How many lines of the material below contain the string "clump"? Case counts; reply with the number only.

# # # #

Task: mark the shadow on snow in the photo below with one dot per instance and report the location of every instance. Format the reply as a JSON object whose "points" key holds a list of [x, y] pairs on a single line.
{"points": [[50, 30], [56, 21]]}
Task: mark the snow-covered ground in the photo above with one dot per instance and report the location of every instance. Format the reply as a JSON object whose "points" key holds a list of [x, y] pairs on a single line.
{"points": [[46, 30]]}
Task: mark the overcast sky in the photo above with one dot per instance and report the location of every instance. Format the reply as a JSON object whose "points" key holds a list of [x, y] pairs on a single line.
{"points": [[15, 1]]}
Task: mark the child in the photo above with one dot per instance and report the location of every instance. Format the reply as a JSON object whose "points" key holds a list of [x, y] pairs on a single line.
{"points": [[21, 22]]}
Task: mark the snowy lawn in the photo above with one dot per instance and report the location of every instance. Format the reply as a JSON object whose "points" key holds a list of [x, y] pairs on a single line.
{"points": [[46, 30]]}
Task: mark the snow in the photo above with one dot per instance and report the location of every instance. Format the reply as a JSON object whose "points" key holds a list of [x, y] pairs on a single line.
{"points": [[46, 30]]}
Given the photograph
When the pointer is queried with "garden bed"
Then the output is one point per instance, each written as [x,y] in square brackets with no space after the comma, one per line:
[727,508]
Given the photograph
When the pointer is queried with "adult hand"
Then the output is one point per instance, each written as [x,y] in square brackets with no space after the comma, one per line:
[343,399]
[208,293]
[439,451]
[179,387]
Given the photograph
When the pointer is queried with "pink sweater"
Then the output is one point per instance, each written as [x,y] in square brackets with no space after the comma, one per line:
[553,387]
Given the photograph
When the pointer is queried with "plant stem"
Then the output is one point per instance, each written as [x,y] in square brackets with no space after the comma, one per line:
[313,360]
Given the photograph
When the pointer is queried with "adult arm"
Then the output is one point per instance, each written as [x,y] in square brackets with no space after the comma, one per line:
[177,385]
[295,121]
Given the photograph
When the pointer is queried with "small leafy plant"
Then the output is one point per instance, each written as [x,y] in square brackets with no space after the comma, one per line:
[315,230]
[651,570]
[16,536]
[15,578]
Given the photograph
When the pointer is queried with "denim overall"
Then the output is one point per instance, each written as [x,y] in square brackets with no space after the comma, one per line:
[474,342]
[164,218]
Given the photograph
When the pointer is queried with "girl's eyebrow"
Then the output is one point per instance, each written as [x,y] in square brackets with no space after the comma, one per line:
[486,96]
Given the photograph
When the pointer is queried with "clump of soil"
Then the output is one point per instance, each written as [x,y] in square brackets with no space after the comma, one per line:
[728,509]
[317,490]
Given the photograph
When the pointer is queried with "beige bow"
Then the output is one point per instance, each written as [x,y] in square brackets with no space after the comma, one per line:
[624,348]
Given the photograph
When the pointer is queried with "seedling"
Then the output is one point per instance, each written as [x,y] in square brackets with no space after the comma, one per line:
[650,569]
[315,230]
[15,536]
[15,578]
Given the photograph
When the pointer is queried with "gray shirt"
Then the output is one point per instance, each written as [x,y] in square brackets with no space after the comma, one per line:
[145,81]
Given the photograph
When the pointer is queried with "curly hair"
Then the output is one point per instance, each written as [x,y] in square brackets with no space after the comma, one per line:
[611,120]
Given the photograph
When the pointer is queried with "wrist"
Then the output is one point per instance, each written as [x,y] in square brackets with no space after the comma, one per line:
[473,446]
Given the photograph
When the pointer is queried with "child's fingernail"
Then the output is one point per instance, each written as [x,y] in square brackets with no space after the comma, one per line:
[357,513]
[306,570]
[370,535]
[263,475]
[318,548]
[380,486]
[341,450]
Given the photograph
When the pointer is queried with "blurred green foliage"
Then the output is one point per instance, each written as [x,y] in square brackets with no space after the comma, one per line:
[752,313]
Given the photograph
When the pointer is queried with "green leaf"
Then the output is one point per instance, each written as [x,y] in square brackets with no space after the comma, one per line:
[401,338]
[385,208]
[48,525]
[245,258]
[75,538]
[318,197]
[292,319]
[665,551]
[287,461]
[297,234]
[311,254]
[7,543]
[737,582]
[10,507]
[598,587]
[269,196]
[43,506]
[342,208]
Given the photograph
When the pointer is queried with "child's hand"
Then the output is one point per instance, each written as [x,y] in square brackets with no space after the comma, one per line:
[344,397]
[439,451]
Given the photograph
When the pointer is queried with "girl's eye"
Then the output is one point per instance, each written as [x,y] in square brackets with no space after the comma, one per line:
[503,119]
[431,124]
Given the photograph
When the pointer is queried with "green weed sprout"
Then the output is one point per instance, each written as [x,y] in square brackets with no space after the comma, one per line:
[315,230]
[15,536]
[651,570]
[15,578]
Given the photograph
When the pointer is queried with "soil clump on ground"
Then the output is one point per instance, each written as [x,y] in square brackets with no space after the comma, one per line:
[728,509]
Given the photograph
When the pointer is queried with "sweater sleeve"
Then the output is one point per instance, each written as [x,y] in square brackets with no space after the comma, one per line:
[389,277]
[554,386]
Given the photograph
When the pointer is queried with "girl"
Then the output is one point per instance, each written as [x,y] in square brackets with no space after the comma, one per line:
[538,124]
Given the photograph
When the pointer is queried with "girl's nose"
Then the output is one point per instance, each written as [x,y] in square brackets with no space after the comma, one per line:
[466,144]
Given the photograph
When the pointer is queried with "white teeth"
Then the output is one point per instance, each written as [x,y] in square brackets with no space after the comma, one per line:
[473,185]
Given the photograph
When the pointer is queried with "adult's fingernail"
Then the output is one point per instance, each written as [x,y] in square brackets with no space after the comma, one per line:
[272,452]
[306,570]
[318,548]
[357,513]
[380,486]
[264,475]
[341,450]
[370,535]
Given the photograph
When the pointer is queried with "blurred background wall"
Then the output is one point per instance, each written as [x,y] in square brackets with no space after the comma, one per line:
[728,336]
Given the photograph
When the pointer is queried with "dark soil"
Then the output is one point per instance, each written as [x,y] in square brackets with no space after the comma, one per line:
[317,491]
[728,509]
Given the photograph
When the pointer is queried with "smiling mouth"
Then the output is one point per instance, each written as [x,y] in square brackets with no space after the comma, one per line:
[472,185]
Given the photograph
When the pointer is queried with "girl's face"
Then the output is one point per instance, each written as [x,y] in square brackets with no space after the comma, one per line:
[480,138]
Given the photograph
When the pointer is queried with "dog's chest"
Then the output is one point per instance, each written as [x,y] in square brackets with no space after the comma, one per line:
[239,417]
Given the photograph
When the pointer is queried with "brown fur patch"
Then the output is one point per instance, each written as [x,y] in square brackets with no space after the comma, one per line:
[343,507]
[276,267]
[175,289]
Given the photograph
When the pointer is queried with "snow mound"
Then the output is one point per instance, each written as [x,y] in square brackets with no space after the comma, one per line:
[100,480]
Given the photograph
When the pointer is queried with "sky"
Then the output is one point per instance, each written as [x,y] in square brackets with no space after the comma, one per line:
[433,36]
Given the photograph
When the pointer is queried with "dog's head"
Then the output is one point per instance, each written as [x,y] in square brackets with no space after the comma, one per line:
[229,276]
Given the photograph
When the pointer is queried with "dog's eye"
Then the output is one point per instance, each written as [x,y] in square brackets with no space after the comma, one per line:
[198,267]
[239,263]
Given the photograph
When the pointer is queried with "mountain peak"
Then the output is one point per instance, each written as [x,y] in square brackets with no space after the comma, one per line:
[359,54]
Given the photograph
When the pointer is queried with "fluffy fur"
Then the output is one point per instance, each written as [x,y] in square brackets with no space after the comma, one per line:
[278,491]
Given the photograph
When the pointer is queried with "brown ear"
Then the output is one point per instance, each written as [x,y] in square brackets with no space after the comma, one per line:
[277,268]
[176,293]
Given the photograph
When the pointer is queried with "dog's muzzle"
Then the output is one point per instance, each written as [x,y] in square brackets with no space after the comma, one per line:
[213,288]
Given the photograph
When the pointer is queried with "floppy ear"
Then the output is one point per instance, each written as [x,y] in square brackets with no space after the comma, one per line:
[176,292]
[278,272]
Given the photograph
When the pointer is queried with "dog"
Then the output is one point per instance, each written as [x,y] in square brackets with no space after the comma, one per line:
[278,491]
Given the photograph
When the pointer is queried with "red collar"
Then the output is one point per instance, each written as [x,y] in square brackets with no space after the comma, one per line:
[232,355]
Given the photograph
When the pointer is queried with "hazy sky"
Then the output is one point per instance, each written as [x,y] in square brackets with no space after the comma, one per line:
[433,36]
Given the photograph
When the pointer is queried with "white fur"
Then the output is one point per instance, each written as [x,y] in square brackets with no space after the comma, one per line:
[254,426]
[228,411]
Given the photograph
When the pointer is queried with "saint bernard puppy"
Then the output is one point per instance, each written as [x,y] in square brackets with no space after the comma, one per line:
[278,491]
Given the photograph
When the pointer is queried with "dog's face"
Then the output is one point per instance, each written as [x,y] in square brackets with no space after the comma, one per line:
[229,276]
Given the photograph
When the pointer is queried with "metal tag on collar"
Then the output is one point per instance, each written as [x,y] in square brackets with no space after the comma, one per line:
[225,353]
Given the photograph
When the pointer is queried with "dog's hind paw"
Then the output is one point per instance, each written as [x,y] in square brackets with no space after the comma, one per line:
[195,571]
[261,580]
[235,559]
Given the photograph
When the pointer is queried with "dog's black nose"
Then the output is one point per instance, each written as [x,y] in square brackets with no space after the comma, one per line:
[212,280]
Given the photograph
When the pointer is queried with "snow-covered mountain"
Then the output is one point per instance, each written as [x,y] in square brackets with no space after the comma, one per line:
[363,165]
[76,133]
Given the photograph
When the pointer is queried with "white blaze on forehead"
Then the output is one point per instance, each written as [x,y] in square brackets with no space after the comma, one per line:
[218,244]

# # # #

Complete output
2